> Task instructions:
Beginning at the line with "Objective — a point for each instance of the night", output each line to the end of the listing below exactly, please.

Excerpts of location labeling data:
+ + + + +

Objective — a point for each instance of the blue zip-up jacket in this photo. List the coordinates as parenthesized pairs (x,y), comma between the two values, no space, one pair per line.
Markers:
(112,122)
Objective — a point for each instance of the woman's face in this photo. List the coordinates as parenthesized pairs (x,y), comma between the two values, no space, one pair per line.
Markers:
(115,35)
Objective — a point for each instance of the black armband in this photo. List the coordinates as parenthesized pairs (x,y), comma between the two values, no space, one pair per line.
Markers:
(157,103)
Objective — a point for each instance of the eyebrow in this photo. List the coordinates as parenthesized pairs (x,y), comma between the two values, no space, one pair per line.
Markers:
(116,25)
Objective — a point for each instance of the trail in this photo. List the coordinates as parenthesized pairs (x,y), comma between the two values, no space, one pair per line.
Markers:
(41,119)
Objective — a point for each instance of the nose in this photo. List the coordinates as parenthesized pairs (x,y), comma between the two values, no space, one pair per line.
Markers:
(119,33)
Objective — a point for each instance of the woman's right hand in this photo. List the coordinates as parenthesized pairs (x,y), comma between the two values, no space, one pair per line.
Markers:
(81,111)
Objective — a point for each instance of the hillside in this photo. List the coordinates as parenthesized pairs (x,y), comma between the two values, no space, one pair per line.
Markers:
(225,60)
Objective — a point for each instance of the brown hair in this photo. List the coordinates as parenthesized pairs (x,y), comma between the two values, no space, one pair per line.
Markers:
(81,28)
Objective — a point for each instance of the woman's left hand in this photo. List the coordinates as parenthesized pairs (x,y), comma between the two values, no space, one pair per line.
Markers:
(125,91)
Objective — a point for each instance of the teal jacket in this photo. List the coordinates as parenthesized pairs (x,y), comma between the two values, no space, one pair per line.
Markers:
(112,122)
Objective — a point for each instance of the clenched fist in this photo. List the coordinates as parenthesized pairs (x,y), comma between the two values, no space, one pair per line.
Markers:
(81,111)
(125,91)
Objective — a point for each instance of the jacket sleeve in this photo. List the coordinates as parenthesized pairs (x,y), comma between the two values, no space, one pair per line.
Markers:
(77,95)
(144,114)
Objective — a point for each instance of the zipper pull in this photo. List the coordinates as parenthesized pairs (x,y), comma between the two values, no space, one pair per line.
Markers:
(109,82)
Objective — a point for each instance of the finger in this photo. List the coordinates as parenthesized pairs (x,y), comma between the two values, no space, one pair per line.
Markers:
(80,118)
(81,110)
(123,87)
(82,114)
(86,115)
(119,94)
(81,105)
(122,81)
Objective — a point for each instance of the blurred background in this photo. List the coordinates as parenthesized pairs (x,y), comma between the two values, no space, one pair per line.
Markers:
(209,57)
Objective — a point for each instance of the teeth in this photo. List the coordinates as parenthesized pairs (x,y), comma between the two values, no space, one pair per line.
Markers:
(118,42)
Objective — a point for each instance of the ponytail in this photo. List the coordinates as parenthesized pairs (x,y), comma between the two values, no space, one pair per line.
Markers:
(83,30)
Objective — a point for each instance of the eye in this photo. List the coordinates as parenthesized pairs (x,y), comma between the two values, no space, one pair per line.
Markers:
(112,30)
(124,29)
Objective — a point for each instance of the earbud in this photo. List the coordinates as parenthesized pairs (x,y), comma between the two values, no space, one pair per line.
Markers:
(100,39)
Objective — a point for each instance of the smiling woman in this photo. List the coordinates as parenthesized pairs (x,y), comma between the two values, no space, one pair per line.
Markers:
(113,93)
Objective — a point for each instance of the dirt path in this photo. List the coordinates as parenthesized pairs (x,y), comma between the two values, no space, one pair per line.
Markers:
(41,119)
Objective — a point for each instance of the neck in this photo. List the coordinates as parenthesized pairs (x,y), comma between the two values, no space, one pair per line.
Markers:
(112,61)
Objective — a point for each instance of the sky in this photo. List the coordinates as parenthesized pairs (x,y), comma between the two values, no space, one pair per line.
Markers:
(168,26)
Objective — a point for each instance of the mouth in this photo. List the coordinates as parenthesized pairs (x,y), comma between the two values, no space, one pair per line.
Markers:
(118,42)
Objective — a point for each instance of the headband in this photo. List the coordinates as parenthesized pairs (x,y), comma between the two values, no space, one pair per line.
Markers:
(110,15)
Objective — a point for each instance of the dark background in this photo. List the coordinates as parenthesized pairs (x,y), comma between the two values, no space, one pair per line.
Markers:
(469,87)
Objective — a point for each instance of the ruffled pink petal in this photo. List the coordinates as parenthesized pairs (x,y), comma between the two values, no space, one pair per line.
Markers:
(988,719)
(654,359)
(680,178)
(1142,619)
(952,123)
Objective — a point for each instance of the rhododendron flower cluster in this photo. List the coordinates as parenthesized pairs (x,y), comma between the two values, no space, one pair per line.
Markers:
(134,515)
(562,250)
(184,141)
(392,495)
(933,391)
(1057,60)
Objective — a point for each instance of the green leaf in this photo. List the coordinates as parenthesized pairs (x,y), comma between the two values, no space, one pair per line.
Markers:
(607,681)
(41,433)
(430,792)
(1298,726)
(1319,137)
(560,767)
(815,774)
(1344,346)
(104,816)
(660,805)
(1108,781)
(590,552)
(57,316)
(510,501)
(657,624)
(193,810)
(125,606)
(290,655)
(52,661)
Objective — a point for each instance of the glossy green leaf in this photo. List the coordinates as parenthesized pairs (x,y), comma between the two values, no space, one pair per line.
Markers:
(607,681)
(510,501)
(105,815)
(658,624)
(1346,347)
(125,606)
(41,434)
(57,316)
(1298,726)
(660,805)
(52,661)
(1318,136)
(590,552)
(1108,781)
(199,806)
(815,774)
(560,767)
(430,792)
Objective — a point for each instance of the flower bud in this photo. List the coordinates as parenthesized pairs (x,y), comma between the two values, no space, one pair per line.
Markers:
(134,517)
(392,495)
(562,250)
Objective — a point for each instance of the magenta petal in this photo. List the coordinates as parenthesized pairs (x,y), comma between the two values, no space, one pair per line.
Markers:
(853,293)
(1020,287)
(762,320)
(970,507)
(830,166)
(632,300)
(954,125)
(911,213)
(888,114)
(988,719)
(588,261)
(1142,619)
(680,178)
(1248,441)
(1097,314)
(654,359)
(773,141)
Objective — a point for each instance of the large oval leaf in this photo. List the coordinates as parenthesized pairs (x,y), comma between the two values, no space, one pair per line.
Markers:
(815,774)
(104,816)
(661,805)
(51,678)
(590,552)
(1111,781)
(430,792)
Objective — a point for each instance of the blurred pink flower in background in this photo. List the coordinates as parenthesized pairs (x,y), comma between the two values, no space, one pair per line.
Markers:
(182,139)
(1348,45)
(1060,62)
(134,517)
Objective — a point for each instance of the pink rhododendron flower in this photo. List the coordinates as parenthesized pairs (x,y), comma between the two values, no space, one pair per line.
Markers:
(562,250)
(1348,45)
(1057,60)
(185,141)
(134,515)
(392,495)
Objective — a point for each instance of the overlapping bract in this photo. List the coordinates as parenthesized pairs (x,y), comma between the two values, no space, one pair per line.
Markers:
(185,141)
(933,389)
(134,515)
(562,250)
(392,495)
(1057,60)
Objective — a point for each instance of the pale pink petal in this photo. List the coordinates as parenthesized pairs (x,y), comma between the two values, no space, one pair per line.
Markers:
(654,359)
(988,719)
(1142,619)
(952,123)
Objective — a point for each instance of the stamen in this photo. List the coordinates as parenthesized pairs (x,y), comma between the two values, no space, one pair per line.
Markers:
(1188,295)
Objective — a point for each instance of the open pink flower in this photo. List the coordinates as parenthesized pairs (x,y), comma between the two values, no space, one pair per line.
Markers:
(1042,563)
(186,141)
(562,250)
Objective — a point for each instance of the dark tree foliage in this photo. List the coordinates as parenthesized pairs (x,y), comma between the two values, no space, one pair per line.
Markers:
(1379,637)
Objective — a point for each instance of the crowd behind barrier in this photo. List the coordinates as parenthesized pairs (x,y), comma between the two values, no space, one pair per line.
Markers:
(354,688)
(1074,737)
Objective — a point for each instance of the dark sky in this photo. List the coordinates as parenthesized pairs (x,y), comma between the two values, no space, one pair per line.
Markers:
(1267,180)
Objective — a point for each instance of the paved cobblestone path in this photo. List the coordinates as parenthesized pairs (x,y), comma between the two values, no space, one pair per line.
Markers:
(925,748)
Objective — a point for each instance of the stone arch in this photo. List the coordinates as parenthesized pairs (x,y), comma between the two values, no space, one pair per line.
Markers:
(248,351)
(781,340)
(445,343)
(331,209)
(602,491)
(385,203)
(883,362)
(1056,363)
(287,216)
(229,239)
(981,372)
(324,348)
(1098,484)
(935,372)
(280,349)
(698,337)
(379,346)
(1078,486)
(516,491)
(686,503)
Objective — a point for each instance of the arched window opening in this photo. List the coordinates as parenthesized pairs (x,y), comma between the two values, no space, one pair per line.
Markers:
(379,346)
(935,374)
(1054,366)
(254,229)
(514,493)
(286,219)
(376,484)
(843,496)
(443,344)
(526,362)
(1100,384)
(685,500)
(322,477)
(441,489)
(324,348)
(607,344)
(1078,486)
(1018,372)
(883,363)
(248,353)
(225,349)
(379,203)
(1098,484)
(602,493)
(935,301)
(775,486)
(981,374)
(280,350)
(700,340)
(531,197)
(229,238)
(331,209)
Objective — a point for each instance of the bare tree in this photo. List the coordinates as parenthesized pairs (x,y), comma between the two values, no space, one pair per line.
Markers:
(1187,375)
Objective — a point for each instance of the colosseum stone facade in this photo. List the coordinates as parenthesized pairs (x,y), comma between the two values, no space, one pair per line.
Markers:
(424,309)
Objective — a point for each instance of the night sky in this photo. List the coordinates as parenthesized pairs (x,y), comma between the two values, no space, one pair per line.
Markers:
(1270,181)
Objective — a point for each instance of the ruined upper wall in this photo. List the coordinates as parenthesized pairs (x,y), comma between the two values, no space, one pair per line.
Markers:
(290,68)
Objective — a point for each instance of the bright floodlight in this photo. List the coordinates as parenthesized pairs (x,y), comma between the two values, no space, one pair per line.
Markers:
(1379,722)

+ + + + +

> Complete response:
Objective — a point for each instance of the night sky in this photo. List the coordinates as parenthesized pairs (x,y), comma between the two values, no space, one pair per line.
Markers:
(1270,181)
Objective — a point for each instance of the ruined upper wall in this photo. List the coordinates as parenthesized pairs (x,y), comma between the two values, no space, one pair per line.
Markers:
(290,68)
Objective — a point for each instance of the bright floodlight in this photo. List the coordinates as parenthesized pairs (x,y), comma between the two values, no space, one pair per line.
Markers:
(1379,722)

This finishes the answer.